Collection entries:

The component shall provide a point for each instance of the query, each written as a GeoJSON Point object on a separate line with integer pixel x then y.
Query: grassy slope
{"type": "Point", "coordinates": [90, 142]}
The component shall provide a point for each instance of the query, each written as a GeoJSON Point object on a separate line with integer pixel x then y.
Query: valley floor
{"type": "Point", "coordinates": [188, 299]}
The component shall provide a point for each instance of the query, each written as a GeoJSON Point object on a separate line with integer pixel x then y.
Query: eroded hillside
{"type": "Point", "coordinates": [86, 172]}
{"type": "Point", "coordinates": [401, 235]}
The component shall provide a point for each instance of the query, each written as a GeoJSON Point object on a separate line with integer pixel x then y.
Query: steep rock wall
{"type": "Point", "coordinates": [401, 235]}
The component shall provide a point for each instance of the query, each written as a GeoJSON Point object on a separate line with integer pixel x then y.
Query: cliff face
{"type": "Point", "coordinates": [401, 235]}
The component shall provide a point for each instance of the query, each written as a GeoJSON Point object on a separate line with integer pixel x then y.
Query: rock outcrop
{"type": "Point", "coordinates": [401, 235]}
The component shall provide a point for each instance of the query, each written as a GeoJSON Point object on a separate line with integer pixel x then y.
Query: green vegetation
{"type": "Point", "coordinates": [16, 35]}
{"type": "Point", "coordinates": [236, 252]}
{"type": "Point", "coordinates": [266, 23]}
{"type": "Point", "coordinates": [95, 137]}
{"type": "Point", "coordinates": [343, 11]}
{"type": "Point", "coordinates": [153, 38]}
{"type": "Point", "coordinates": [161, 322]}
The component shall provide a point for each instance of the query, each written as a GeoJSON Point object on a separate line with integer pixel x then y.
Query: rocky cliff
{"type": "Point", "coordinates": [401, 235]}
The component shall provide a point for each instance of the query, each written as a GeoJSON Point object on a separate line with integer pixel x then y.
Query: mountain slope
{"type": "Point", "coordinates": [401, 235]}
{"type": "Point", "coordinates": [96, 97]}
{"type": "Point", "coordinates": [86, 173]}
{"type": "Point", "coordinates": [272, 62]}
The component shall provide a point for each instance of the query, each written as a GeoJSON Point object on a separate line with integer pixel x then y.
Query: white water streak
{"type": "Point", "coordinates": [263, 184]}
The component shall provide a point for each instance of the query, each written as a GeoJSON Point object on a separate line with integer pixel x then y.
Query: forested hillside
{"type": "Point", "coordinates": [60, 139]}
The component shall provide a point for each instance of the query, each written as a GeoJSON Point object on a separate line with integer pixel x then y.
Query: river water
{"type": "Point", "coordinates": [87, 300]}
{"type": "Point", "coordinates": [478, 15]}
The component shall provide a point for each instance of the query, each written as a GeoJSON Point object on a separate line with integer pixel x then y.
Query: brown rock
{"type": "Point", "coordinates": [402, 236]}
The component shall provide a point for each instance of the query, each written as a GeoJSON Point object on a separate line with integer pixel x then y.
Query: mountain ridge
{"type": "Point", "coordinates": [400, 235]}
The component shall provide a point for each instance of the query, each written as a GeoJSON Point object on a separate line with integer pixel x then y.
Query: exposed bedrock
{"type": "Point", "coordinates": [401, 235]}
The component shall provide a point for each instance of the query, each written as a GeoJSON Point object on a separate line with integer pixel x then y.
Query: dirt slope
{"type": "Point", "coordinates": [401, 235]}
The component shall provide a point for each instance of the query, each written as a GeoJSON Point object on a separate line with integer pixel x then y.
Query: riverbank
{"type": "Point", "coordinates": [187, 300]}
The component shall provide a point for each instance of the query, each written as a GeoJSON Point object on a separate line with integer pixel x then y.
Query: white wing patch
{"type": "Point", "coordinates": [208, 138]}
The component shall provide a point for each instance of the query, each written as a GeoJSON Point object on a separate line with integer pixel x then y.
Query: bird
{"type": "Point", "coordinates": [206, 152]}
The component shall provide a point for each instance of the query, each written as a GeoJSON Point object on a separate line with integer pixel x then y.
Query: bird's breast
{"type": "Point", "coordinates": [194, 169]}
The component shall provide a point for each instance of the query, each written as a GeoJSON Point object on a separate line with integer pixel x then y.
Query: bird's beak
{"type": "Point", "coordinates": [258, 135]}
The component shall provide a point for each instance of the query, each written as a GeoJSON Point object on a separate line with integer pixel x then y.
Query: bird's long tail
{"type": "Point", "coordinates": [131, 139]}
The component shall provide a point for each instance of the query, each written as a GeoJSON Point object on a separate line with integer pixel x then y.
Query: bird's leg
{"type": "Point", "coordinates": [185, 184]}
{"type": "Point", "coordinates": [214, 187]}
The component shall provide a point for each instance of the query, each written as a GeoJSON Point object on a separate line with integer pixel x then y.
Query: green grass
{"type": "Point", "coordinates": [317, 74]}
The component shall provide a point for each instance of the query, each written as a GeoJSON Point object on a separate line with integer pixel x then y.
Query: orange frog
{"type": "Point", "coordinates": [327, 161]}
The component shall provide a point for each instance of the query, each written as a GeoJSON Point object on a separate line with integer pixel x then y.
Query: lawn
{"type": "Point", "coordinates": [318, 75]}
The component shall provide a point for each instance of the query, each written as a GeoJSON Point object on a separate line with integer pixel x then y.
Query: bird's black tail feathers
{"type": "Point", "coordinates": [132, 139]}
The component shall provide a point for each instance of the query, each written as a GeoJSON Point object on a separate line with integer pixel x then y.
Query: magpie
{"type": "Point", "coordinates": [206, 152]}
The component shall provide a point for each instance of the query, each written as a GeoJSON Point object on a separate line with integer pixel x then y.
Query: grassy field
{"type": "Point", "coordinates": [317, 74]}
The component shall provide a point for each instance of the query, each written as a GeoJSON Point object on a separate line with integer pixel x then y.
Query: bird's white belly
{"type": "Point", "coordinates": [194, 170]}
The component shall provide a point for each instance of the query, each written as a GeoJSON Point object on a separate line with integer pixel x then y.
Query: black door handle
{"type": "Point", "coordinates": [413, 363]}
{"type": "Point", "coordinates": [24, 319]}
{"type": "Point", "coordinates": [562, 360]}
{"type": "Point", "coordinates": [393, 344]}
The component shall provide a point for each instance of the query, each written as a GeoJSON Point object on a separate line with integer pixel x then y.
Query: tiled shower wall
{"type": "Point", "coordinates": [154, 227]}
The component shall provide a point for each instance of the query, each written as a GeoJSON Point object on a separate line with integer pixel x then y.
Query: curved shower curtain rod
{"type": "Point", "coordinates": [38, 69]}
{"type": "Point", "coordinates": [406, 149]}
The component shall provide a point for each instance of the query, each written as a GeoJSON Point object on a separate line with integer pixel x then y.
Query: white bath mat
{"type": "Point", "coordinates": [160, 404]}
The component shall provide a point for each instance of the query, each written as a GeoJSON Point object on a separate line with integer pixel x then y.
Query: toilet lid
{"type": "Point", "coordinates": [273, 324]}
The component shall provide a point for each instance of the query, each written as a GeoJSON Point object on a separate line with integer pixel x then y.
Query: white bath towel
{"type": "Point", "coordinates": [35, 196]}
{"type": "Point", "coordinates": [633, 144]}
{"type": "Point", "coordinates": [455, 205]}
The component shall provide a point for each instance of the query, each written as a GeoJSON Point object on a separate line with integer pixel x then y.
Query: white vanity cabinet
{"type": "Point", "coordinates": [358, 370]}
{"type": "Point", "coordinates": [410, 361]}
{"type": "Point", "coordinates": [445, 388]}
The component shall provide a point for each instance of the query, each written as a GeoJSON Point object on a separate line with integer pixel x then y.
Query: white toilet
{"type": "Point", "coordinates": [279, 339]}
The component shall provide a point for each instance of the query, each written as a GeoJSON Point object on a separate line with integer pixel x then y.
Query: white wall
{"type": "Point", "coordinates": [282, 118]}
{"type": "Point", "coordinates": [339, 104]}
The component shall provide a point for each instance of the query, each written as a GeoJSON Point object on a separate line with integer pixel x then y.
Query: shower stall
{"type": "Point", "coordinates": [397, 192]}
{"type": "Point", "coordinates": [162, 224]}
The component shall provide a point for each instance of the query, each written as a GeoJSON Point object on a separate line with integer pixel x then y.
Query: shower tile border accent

WHAT IS EXPECTED: Your reply should be nothing but the lines from the one containing "Query: shower stall" through the last line above, copied exactly; please include both ends.

ANSWER BOX:
Query: shower stall
{"type": "Point", "coordinates": [397, 192]}
{"type": "Point", "coordinates": [162, 224]}
The component shall provide a point for each instance of the query, each written as a GeoJSON Point object on a separate line with integer pixel x then y.
Query: shower tile border accent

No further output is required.